--- Exercise goal ---
Below are records; how many of their lines contain "sample"? Give the number and no other words.

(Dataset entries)
--------------------------------------------------
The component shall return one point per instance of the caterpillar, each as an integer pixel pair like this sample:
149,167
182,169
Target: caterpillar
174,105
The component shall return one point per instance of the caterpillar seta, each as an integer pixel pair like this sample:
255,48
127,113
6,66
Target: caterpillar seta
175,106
--------------------------------------------------
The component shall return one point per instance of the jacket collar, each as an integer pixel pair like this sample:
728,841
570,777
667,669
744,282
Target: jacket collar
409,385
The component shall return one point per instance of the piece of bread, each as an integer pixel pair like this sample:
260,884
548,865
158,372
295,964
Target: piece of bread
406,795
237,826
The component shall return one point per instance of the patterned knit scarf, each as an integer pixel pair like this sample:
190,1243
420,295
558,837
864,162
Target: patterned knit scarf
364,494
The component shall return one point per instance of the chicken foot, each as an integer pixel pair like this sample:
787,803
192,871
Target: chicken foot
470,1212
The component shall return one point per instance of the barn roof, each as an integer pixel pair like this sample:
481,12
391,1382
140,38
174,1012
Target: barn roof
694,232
--------------------------------------------------
--- Response for this exercise ---
7